▶ **Directions for this task**:
Could you write out the items below word for word, from the first line up to and including the line with "[[153, 583]]"?
_ _ _ _ _ _ _
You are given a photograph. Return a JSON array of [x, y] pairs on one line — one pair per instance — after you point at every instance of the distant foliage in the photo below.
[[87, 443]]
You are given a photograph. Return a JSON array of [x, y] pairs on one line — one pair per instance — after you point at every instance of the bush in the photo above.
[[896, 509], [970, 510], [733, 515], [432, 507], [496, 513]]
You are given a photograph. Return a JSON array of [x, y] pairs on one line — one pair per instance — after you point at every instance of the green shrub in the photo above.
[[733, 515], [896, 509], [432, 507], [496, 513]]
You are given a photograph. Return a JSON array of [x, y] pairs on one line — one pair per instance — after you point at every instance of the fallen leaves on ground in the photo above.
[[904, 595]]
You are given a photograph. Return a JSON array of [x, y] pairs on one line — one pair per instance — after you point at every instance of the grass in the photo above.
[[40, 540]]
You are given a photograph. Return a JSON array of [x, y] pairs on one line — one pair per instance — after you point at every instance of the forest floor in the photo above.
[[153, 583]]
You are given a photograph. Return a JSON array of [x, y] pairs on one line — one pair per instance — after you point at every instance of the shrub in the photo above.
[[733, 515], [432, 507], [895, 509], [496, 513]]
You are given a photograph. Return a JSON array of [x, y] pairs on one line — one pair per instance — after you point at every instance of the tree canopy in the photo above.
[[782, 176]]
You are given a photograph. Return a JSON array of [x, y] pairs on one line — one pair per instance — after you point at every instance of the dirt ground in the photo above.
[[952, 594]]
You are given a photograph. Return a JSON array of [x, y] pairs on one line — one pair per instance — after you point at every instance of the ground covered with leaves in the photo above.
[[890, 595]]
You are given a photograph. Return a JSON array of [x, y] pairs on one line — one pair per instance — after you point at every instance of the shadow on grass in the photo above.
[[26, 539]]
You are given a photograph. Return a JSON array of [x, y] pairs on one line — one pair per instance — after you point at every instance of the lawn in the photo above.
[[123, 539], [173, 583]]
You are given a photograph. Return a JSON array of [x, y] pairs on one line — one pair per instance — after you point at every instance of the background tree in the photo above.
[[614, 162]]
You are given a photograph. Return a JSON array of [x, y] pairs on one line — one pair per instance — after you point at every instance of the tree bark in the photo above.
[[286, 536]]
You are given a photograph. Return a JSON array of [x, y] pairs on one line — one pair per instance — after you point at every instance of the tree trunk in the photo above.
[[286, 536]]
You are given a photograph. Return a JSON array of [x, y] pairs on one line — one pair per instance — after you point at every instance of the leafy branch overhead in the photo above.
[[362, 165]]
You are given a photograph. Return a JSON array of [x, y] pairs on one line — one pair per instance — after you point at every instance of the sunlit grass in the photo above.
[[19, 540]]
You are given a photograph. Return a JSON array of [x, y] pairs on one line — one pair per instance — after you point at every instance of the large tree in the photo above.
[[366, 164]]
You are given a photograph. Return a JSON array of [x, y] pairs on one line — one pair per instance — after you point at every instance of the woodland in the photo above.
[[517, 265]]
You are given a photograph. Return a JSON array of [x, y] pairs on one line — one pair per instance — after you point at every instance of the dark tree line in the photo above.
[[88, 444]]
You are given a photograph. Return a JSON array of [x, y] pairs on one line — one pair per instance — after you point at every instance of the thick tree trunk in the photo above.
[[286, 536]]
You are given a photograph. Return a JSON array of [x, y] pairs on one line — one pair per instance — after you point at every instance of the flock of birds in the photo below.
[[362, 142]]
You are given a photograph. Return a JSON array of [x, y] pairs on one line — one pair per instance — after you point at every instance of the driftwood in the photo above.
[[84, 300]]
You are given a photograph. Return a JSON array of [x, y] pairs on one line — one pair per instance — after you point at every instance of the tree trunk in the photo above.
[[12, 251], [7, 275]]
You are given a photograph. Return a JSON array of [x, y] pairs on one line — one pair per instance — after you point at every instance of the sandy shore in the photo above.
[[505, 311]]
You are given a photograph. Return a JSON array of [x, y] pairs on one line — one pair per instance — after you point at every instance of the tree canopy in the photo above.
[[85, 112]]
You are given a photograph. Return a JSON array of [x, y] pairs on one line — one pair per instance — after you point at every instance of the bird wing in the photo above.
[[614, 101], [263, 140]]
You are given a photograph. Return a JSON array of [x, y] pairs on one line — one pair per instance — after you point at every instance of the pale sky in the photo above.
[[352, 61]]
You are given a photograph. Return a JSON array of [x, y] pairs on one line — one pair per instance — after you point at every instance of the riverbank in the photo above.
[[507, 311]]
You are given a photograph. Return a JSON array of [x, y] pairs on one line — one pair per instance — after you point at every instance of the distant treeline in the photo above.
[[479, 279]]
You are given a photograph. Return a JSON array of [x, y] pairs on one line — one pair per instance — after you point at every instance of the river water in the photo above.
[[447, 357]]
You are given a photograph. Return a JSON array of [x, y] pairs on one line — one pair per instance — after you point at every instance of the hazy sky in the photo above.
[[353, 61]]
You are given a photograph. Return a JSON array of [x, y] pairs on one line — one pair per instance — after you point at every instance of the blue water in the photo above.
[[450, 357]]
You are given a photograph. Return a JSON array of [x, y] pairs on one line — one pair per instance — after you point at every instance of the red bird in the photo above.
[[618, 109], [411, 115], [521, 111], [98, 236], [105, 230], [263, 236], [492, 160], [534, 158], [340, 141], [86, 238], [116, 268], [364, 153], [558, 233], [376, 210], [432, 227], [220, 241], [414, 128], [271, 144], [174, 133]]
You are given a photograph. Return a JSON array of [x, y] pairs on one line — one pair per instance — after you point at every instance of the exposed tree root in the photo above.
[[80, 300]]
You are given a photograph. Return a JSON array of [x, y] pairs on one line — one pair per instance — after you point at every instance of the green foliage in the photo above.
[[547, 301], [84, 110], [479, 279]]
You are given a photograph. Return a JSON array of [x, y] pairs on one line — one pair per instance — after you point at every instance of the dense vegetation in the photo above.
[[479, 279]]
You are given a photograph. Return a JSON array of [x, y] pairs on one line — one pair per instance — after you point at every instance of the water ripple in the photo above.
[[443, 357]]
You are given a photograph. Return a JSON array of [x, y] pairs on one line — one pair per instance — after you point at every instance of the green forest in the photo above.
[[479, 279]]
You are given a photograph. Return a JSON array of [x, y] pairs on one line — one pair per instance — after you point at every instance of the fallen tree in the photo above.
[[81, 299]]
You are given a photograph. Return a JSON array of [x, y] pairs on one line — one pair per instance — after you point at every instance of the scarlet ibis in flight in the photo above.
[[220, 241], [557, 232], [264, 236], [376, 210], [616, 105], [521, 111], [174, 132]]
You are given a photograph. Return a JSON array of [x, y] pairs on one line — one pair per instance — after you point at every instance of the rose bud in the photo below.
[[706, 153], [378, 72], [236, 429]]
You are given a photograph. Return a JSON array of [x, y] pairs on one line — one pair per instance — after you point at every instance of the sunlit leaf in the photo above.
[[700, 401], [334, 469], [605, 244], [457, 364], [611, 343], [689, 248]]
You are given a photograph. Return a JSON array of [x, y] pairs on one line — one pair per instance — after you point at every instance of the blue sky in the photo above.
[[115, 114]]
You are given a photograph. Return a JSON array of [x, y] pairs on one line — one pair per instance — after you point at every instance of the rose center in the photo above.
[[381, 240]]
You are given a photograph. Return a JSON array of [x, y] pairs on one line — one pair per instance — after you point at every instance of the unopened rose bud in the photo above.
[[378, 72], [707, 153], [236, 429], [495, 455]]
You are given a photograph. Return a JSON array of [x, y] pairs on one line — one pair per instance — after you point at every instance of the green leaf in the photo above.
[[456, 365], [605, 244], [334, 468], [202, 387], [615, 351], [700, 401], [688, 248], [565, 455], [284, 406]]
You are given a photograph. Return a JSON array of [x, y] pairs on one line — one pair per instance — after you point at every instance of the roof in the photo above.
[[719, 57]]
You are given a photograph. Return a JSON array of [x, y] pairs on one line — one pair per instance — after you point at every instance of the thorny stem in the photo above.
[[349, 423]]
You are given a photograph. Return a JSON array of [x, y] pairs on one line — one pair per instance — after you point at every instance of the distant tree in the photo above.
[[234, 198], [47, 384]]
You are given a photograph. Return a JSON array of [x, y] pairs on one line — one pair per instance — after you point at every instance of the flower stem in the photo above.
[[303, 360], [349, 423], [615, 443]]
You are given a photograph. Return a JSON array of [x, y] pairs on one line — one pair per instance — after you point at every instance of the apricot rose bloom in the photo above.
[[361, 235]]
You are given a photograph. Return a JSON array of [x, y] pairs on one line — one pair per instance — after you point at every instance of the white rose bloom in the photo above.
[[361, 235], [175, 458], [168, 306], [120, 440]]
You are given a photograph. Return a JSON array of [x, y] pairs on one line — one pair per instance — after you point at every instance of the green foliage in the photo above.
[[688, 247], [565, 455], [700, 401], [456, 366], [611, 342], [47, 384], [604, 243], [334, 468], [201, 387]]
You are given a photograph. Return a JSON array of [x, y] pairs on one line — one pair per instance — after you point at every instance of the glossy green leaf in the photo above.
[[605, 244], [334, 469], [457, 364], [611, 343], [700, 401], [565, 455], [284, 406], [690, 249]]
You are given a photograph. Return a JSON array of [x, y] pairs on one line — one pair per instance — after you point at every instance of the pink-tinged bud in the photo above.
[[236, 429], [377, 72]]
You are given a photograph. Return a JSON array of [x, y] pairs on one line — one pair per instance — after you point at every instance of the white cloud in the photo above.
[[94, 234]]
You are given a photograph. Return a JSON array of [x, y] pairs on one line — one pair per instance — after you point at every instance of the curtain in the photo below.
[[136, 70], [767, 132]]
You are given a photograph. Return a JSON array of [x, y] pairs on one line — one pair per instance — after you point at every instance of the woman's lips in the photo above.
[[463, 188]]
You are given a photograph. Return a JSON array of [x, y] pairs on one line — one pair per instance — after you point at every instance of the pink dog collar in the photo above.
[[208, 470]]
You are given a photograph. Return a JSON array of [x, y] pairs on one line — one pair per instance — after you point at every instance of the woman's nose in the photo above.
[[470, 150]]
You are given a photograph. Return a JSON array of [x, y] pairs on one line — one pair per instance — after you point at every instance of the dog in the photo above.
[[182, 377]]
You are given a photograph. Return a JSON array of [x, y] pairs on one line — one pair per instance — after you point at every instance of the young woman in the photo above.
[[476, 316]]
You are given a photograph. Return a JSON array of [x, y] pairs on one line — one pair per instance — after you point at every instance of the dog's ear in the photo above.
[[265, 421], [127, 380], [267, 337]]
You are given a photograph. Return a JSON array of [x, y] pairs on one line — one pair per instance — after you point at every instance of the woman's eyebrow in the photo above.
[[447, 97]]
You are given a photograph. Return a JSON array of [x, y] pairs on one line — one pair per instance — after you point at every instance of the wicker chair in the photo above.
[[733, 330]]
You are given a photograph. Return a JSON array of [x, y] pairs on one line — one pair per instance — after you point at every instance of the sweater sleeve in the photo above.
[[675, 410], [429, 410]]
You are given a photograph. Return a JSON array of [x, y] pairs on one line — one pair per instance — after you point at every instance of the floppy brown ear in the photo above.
_ _ _ _ _ _ _
▶ **Finished answer**:
You are given a photograph. Return a JSON array of [x, y] pairs on one line — one pair per instance — after you point at every instance of the distant foliage in the photo below.
[[87, 443]]
You are given a photograph. Return a JSON array of [x, y] pairs on one line — one pair per instance — after you point at every instance of the bush in the photo above.
[[896, 509], [970, 510], [733, 515], [432, 507], [496, 513]]
You are given a photograph. Return a JSON array of [x, y] pairs on one line — one pair per instance — after you point at every instance of the green shrub in the photo above.
[[733, 515], [896, 509], [432, 507], [496, 513]]
You are given a photograph. Return a JSON array of [x, y] pairs on one line — one pair per instance — after you point at every instance of the fallen leaves on ground in the photo above.
[[904, 595]]
You are given a photograph. Return a JSON array of [x, y] pairs on one line — one pair per instance — after you point at every instance of the grass in the photo above.
[[40, 540]]
You are given a photograph. Return a JSON array of [x, y] pairs on one line — one pair per instance — after you point at every instance of the forest floor in the photo above.
[[153, 583]]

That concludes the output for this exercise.